OBJECTIVE -> Set down the material below in full, matching it exactly.

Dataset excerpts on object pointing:
=======
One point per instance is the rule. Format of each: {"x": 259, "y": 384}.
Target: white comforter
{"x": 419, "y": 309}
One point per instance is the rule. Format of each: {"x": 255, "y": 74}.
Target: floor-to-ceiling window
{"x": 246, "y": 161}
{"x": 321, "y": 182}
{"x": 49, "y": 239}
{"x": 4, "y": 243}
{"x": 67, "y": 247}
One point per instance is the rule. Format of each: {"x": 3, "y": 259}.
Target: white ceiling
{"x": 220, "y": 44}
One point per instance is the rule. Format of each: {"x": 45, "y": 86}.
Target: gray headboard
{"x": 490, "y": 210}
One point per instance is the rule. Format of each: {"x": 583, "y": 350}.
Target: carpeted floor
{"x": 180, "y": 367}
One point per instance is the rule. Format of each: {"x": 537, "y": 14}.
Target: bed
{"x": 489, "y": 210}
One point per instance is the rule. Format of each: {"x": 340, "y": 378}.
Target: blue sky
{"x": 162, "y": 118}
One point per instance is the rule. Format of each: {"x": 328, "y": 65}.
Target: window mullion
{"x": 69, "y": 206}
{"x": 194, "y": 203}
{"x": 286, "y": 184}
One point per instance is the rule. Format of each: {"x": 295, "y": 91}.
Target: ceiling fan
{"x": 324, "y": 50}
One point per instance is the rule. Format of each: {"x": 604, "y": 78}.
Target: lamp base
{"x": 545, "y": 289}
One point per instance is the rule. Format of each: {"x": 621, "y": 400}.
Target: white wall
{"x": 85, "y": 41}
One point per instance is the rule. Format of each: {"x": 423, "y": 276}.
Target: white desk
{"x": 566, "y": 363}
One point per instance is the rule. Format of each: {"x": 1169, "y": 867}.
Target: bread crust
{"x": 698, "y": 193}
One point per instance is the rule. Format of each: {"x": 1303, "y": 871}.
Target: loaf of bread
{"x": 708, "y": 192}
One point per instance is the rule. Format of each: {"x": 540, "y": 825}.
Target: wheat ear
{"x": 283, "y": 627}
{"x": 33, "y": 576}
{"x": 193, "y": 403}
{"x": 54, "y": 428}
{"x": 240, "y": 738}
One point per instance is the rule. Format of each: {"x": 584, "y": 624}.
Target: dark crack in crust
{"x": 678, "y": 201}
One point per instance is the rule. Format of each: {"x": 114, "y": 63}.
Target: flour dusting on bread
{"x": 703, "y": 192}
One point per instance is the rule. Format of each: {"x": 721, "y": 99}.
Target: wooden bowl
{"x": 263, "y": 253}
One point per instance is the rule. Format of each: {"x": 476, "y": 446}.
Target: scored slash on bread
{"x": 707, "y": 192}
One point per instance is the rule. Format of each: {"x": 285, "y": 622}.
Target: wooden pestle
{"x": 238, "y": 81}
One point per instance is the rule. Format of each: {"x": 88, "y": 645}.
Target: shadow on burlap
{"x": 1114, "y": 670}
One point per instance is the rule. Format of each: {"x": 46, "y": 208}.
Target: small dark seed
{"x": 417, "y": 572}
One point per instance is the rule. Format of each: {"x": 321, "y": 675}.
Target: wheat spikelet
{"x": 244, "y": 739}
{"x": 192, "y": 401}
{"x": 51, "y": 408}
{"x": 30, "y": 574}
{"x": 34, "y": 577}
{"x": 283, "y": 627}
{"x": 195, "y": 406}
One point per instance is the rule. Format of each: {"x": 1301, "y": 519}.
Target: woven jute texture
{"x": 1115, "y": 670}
=======
RESPONSE TO THIS TASK ->
One point per instance is the rule. Format of each: {"x": 259, "y": 384}.
Target: white comforter
{"x": 419, "y": 309}
One point per instance is the rule. Format of each: {"x": 255, "y": 74}.
Target: floor-to-ceiling window
{"x": 246, "y": 161}
{"x": 321, "y": 182}
{"x": 49, "y": 239}
{"x": 4, "y": 243}
{"x": 67, "y": 247}
One point per instance is the rule. Format of each: {"x": 3, "y": 259}.
Target: white ceiling
{"x": 220, "y": 44}
One point per instance is the rule. Format of each: {"x": 45, "y": 86}.
Target: gray headboard
{"x": 490, "y": 210}
One point per instance is the rule. Format of each: {"x": 583, "y": 350}.
Target: carpeted floor
{"x": 180, "y": 367}
One point per instance is the rule. Format of each: {"x": 537, "y": 14}.
Target: bed
{"x": 489, "y": 210}
One point per instance is the rule. Format of each: {"x": 340, "y": 378}.
Target: blue sky
{"x": 162, "y": 118}
One point per instance is the rule. Format of each: {"x": 328, "y": 65}.
Target: window mullion
{"x": 69, "y": 206}
{"x": 194, "y": 203}
{"x": 286, "y": 184}
One point per instance is the rule. Format of each: {"x": 295, "y": 91}.
Target: ceiling fan
{"x": 324, "y": 50}
One point per instance is the rule. Format of each: {"x": 604, "y": 78}.
Target: lamp base
{"x": 545, "y": 289}
One point per instance is the rule. Format of each: {"x": 621, "y": 400}.
Target: white wall
{"x": 85, "y": 41}
One point per instance is the rule. Format of each: {"x": 423, "y": 276}.
Target: white desk
{"x": 566, "y": 363}
One point per instance is the rule. Format of each: {"x": 1169, "y": 867}.
Target: bread crust
{"x": 698, "y": 193}
One point per instance is the rule. Format of each: {"x": 1303, "y": 871}.
Target: loaf of bread
{"x": 708, "y": 192}
One point per instance is the rule. Format of each: {"x": 540, "y": 825}.
Target: wheat ear
{"x": 283, "y": 627}
{"x": 33, "y": 576}
{"x": 193, "y": 403}
{"x": 54, "y": 428}
{"x": 240, "y": 738}
One point per instance is the rule. Format of each: {"x": 584, "y": 624}.
Target: dark crack in crust
{"x": 678, "y": 201}
One point per instance is the rule. Format of each: {"x": 114, "y": 63}.
Target: flour dusting on bread
{"x": 703, "y": 192}
One point per instance is the rule. Format of each: {"x": 721, "y": 99}.
Target: wooden bowl
{"x": 263, "y": 253}
One point per instance is the rule. Format of each: {"x": 476, "y": 446}.
Target: scored slash on bread
{"x": 707, "y": 192}
One point per instance is the rule. Format of each: {"x": 285, "y": 622}.
Target: wooden pestle
{"x": 238, "y": 81}
One point per instance is the rule. Format of each: {"x": 88, "y": 645}.
Target: shadow on burlap
{"x": 1114, "y": 670}
One point per instance is the rule. Format of each: {"x": 46, "y": 208}.
Target: small dark seed
{"x": 417, "y": 572}
One point per instance is the rule. Format of each: {"x": 321, "y": 675}.
Target: wheat spikelet
{"x": 244, "y": 739}
{"x": 192, "y": 401}
{"x": 51, "y": 408}
{"x": 30, "y": 574}
{"x": 34, "y": 577}
{"x": 283, "y": 627}
{"x": 195, "y": 406}
One point per instance is the rule. Format of each: {"x": 1301, "y": 519}.
Target: woven jute texture
{"x": 1115, "y": 670}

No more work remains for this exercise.